• [What this task involves]:
In the transcript excerpt about the end of empire, whose legacy was the 2008 grassroots campaign aimed at eradicating?

• [Source document]:
-.-.-
So today, yeah, we are at the end of empire, there’s no doubt. This is a classic situation where you’ve had a country that, like Greece and Rome, Babylon and the Persians, and the Brits, and whoever else have had a goal of empire and are now on the tail end of it where you have a government that’s out of control, you have a huge gap between rich and poor, getting worse. Hold on one sec… [pause in tape]. This is a bad time, it’s a tough time, but it’s also, we have accomplished a lot. I think that people have to remember, and this is tough, and Obama is tough, because he’s such a horrific, terrible president, he’s just an empty corporate suit, he did, he is the ultimate bait and switch. He ran a campaign as a progressive, very clearly, made promises to the progressive movement, which he shucked and jived around, but essentially, well maybe you shouldn’t use that phrase, but you know, it’s legitimate. Let’s put it differently, let’s just say that he really portrayed himself as someone who is going to come in, as you call it, and make change and take on the corporations. You can always go back and look at the rhetoric and see that he hedged his bets, but the point is that in 2008 we put together, the world, the country put together one of the greatest grassroots electoral campaigns in the history of the country. It was aimed at very clearly and explicitly at eradicating the horrific legacy of George W. Bush, it was aimed at taking on the corporations and changing the nature of war and of our approach to the environment. You had millions, literally millions of people who came out and worked, not just that came out to vote, but worked, to make sure that the election was not stolen at the polls, which we knew could happen. You look at the 2008 campaign, everything about it was right for a country that had a strong, progressive, grassroots sensibility. The problem is that the guy at the top turned out to be a shyster, essentially. But…[David begins to speak] wait, wait, let me say one more thing though!
-.-.-
(Source records)
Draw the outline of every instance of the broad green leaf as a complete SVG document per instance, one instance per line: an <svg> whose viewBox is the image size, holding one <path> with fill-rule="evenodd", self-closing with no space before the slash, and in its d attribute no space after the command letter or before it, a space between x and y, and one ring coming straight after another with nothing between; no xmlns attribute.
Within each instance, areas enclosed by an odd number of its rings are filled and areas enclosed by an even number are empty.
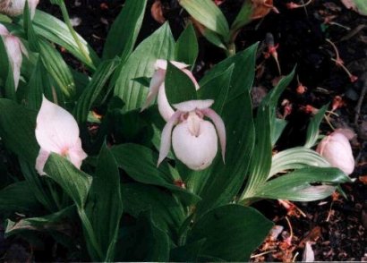
<svg viewBox="0 0 367 263"><path fill-rule="evenodd" d="M126 62L122 62L115 76L114 95L124 101L124 111L140 108L148 95L148 89L133 79L151 77L156 60L172 59L174 54L175 41L166 23L142 41Z"/></svg>
<svg viewBox="0 0 367 263"><path fill-rule="evenodd" d="M240 12L237 13L237 16L231 25L232 40L235 40L235 34L236 34L238 30L252 21L252 2L251 0L244 0Z"/></svg>
<svg viewBox="0 0 367 263"><path fill-rule="evenodd" d="M227 100L234 68L235 65L232 64L223 73L215 76L198 90L201 99L214 99L211 108L219 115Z"/></svg>
<svg viewBox="0 0 367 263"><path fill-rule="evenodd" d="M154 224L173 240L177 239L177 231L185 218L183 205L166 191L141 183L122 185L124 212L132 216L146 210L151 211Z"/></svg>
<svg viewBox="0 0 367 263"><path fill-rule="evenodd" d="M198 214L233 200L249 168L255 140L250 94L243 93L227 101L221 117L227 134L226 164L218 153L211 166L197 174L205 180L198 189L202 198L197 206Z"/></svg>
<svg viewBox="0 0 367 263"><path fill-rule="evenodd" d="M192 23L189 23L181 33L175 46L175 60L191 64L195 64L199 54L198 39Z"/></svg>
<svg viewBox="0 0 367 263"><path fill-rule="evenodd" d="M181 0L180 4L200 23L219 34L228 37L228 23L220 9L211 0Z"/></svg>
<svg viewBox="0 0 367 263"><path fill-rule="evenodd" d="M6 221L5 236L9 237L25 231L55 231L69 235L73 231L73 222L70 222L70 219L73 214L75 214L75 207L71 206L44 216L24 218L18 222L8 219Z"/></svg>
<svg viewBox="0 0 367 263"><path fill-rule="evenodd" d="M150 211L141 213L133 225L123 226L116 261L168 262L170 240L152 221Z"/></svg>
<svg viewBox="0 0 367 263"><path fill-rule="evenodd" d="M196 99L196 89L192 81L170 62L167 63L165 89L170 104Z"/></svg>
<svg viewBox="0 0 367 263"><path fill-rule="evenodd" d="M17 182L0 190L0 215L5 213L34 212L40 208L27 182Z"/></svg>
<svg viewBox="0 0 367 263"><path fill-rule="evenodd" d="M337 168L308 167L267 182L248 198L313 201L332 194L337 184L351 182ZM317 182L325 184L312 185Z"/></svg>
<svg viewBox="0 0 367 263"><path fill-rule="evenodd" d="M75 95L73 74L61 55L45 40L39 42L39 54L46 70L67 98Z"/></svg>
<svg viewBox="0 0 367 263"><path fill-rule="evenodd" d="M168 164L163 162L159 167L157 167L158 156L149 148L126 143L114 146L111 151L117 165L135 181L171 190L189 204L200 199L198 196L175 185L175 178L172 176Z"/></svg>
<svg viewBox="0 0 367 263"><path fill-rule="evenodd" d="M0 136L5 146L35 164L39 150L35 136L37 112L5 98L0 98Z"/></svg>
<svg viewBox="0 0 367 263"><path fill-rule="evenodd" d="M99 153L86 213L96 233L97 241L106 255L103 260L114 261L123 202L117 164L106 146L102 146Z"/></svg>
<svg viewBox="0 0 367 263"><path fill-rule="evenodd" d="M108 31L103 49L104 59L119 55L124 61L129 56L141 30L147 0L125 2Z"/></svg>
<svg viewBox="0 0 367 263"><path fill-rule="evenodd" d="M74 108L74 116L80 124L87 121L88 113L90 107L105 90L106 85L120 63L119 59L107 60L99 64L94 72L90 83L85 88L83 93L79 98Z"/></svg>
<svg viewBox="0 0 367 263"><path fill-rule="evenodd" d="M200 255L225 261L248 261L273 224L252 208L226 205L209 210L194 223L187 243L206 239Z"/></svg>
<svg viewBox="0 0 367 263"><path fill-rule="evenodd" d="M242 93L250 92L255 76L254 69L257 47L258 44L254 44L247 49L238 52L235 55L228 57L216 64L201 80L201 87L203 87L206 82L217 75L222 74L231 64L235 64L228 100L238 97L238 95Z"/></svg>
<svg viewBox="0 0 367 263"><path fill-rule="evenodd" d="M80 51L78 45L70 33L67 26L59 19L40 10L36 10L36 15L32 21L34 30L38 35L64 47L90 69L95 69L99 64L99 58L97 54L88 45L87 41L78 35L84 49L88 50L90 60L85 58L83 54ZM21 20L20 22L21 22Z"/></svg>
<svg viewBox="0 0 367 263"><path fill-rule="evenodd" d="M325 105L310 121L309 126L307 127L306 143L304 144L304 147L312 148L316 144L319 137L320 123L321 123L328 107L329 104Z"/></svg>
<svg viewBox="0 0 367 263"><path fill-rule="evenodd" d="M268 178L290 169L301 169L308 166L329 167L330 165L316 151L296 147L283 150L273 156L270 173Z"/></svg>
<svg viewBox="0 0 367 263"><path fill-rule="evenodd" d="M81 172L66 158L55 153L49 156L45 165L45 173L72 198L78 209L84 208L90 188L90 175Z"/></svg>

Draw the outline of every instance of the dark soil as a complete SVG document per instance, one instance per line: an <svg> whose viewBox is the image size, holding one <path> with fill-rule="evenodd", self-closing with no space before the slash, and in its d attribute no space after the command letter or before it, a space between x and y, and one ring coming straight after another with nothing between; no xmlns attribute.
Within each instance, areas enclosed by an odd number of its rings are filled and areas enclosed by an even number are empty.
<svg viewBox="0 0 367 263"><path fill-rule="evenodd" d="M122 8L122 2L67 2L71 17L80 19L76 30L98 54L102 52L111 23ZM150 6L154 1L149 2L140 41L160 26L150 15ZM182 12L176 0L161 2L163 13L176 38L183 30L184 19L188 15ZM228 21L234 20L242 2L226 0L220 5ZM271 89L278 77L274 60L264 60L262 55L266 51L262 43L269 32L274 36L276 44L279 44L277 54L282 72L288 73L297 65L299 81L307 87L303 93L297 91L299 83L294 80L283 96L288 104L286 106L279 106L278 115L284 116L286 114L289 124L277 149L302 145L311 116L305 110L306 106L320 108L335 101L336 96L341 98L343 103L335 111L337 116L332 117L331 124L336 128L349 127L357 134L352 141L356 167L351 177L355 182L342 186L347 199L334 196L322 201L296 203L304 216L296 208L285 209L277 201L257 204L256 207L276 225L284 226L284 231L275 241L264 242L252 260L301 260L304 242L309 241L312 243L315 260L365 261L367 182L365 179L363 181L366 177L363 176L367 176L367 98L363 100L367 89L367 17L346 10L339 0L314 0L306 9L296 10L287 10L286 2L275 0L279 14L269 13L265 19L246 26L237 38L238 49L260 42L257 61L259 69L254 82L256 95L261 97L261 93ZM57 8L47 1L41 2L40 8L60 16ZM346 67L358 77L356 81L352 82L340 66L330 59L335 58L335 52L326 39L330 39L337 47ZM200 38L200 46L201 54L194 72L198 77L211 64L225 58L220 49L203 38ZM323 124L321 129L324 133L331 131L328 124ZM290 227L293 237L291 242L286 244L285 240L291 233ZM266 253L260 255L263 252Z"/></svg>

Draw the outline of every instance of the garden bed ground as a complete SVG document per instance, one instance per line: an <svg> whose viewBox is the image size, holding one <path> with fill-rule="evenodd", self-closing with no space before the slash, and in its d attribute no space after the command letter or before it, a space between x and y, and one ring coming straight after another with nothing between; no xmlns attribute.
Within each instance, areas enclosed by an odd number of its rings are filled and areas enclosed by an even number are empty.
<svg viewBox="0 0 367 263"><path fill-rule="evenodd" d="M160 25L150 15L154 1L149 2L141 40ZM242 1L218 2L223 2L220 6L231 21ZM240 50L257 41L263 43L266 33L271 32L275 42L279 44L277 54L282 72L287 73L297 64L299 81L307 87L302 93L294 80L283 95L283 99L287 99L289 104L279 106L278 115L286 115L289 124L276 150L303 143L310 117L307 106L320 108L327 103L332 104L335 98L340 96L342 105L335 111L337 116L332 115L330 123L336 128L347 126L357 134L352 141L356 167L351 177L355 182L343 185L347 199L334 196L322 201L296 203L303 212L295 208L286 210L277 201L257 204L256 207L276 225L284 226L284 233L276 241L264 242L252 260L291 261L297 253L294 259L301 260L306 241L313 242L316 260L367 260L367 98L364 98L367 97L367 17L346 10L339 0L314 0L306 9L296 10L287 10L286 2L275 0L280 13L270 13L263 20L253 21L237 38ZM184 29L187 14L182 12L176 0L162 0L162 6L164 17L170 21L174 35L177 37ZM78 24L75 29L99 54L107 32L121 7L121 1L68 1L71 17ZM55 15L58 13L55 6L46 2L41 3L40 8ZM357 81L352 82L330 59L335 57L335 52L327 39L337 47L345 65L358 77ZM199 78L206 69L225 57L220 49L203 38L200 38L200 46L201 54L194 71ZM271 89L278 77L275 62L271 58L264 60L262 52L265 49L263 45L260 47L254 83L256 98ZM71 62L75 68L82 70L73 59ZM323 133L331 131L327 123L322 124L321 129ZM293 238L291 243L286 243L284 238L291 233L290 226ZM13 246L19 249L21 244L7 244L8 250L14 250ZM27 247L22 250L28 253ZM268 253L261 255L263 252ZM12 259L9 250L7 257ZM34 259L55 260L44 257Z"/></svg>

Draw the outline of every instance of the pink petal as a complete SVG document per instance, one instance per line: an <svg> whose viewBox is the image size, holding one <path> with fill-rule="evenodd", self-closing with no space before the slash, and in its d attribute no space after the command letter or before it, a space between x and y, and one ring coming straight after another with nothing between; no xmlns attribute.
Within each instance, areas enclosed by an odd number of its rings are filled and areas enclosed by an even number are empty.
<svg viewBox="0 0 367 263"><path fill-rule="evenodd" d="M0 36L6 37L7 35L9 35L8 30L0 23Z"/></svg>
<svg viewBox="0 0 367 263"><path fill-rule="evenodd" d="M166 71L164 70L158 70L154 72L149 84L149 92L148 93L147 99L145 100L145 103L141 107L141 112L145 110L156 98L160 85L162 85L162 83L165 81L165 77Z"/></svg>
<svg viewBox="0 0 367 263"><path fill-rule="evenodd" d="M214 125L216 125L218 136L219 137L220 148L222 149L222 158L225 163L226 157L226 126L222 118L211 108L206 108L201 110L201 112L213 121Z"/></svg>
<svg viewBox="0 0 367 263"><path fill-rule="evenodd" d="M79 127L70 113L43 97L37 115L36 139L41 148L64 155L78 145Z"/></svg>
<svg viewBox="0 0 367 263"><path fill-rule="evenodd" d="M36 159L36 170L39 175L45 175L46 173L43 171L45 167L46 162L47 161L48 156L50 155L49 151L43 149L42 148L39 149L38 156Z"/></svg>
<svg viewBox="0 0 367 263"><path fill-rule="evenodd" d="M169 149L171 148L172 129L177 123L181 115L181 112L176 111L169 119L169 121L166 123L165 128L163 128L162 136L160 138L159 157L157 164L157 167L159 166L160 163L168 155Z"/></svg>
<svg viewBox="0 0 367 263"><path fill-rule="evenodd" d="M187 76L189 76L190 80L193 82L193 85L195 85L196 90L200 89L199 83L196 81L195 77L192 75L192 72L187 69L182 69L183 72L185 73Z"/></svg>
<svg viewBox="0 0 367 263"><path fill-rule="evenodd" d="M174 104L174 107L178 109L179 111L182 112L191 112L195 109L204 109L204 108L209 108L212 104L214 103L214 100L212 99L205 99L205 100L189 100L189 101L184 101L181 102L178 104Z"/></svg>
<svg viewBox="0 0 367 263"><path fill-rule="evenodd" d="M172 147L175 157L189 168L198 171L212 163L218 151L218 137L214 125L201 119L200 134L190 132L190 123L177 124L172 132Z"/></svg>
<svg viewBox="0 0 367 263"><path fill-rule="evenodd" d="M166 122L168 122L172 115L175 114L175 111L169 105L169 102L166 98L165 83L160 85L157 101L160 115L165 119Z"/></svg>

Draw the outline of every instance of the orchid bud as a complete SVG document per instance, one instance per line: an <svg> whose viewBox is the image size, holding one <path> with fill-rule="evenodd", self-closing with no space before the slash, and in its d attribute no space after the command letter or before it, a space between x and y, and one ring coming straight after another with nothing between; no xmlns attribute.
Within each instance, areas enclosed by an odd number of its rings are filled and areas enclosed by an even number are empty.
<svg viewBox="0 0 367 263"><path fill-rule="evenodd" d="M175 67L179 68L187 76L189 76L189 78L192 81L193 84L195 85L196 89L199 89L199 84L193 77L192 72L186 69L186 67L189 66L188 64L176 61L171 61L171 63ZM174 115L175 111L169 105L166 96L165 78L167 67L167 61L163 59L158 59L154 64L154 67L156 72L154 72L153 77L151 78L149 84L149 92L148 93L147 99L145 100L145 103L141 107L141 111L145 110L158 95L159 113L162 115L162 117L166 120L166 122L168 122L168 120Z"/></svg>
<svg viewBox="0 0 367 263"><path fill-rule="evenodd" d="M18 16L23 13L26 0L0 0L0 13L9 16ZM38 0L28 0L30 18L33 18Z"/></svg>
<svg viewBox="0 0 367 263"><path fill-rule="evenodd" d="M339 168L346 174L354 170L354 158L349 140L354 132L346 129L336 130L319 143L316 151L332 166Z"/></svg>
<svg viewBox="0 0 367 263"><path fill-rule="evenodd" d="M171 137L176 157L192 170L203 170L212 163L218 151L218 137L225 161L226 128L220 116L209 108L213 103L207 99L174 105L177 111L163 129L158 165L169 152Z"/></svg>
<svg viewBox="0 0 367 263"><path fill-rule="evenodd" d="M87 154L81 148L79 127L73 115L61 106L42 99L37 115L36 139L40 146L36 159L36 170L46 174L43 168L51 152L66 157L78 169Z"/></svg>
<svg viewBox="0 0 367 263"><path fill-rule="evenodd" d="M0 0L1 1L1 0ZM8 30L0 23L0 36L3 37L4 44L8 54L9 63L13 70L13 76L14 79L15 90L18 88L19 79L21 77L21 66L22 62L22 55L24 54L28 56L27 48L21 43L18 37L12 35Z"/></svg>

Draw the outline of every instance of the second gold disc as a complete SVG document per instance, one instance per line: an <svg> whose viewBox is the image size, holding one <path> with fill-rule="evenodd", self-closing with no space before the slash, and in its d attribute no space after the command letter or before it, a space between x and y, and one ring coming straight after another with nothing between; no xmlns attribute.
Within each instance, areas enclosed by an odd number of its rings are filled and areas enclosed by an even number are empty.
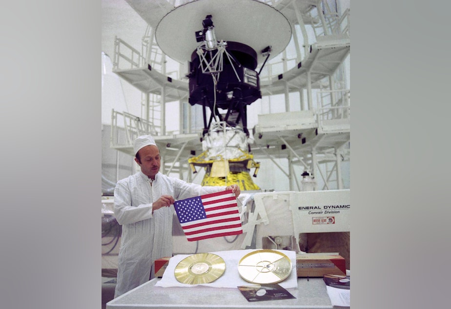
-.-.-
• [Task output]:
George W. Bush's